[Saved entries]
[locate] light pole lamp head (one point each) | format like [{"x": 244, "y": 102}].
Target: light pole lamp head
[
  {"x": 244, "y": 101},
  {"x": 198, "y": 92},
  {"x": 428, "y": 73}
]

EXERCISE – Write down the entries above again. Copy them word for word.

SOLUTION FOR THIS EXERCISE –
[locate] light pole lamp head (one point each) | format like [{"x": 244, "y": 102}].
Target: light pole lamp head
[
  {"x": 244, "y": 101},
  {"x": 198, "y": 92},
  {"x": 428, "y": 73}
]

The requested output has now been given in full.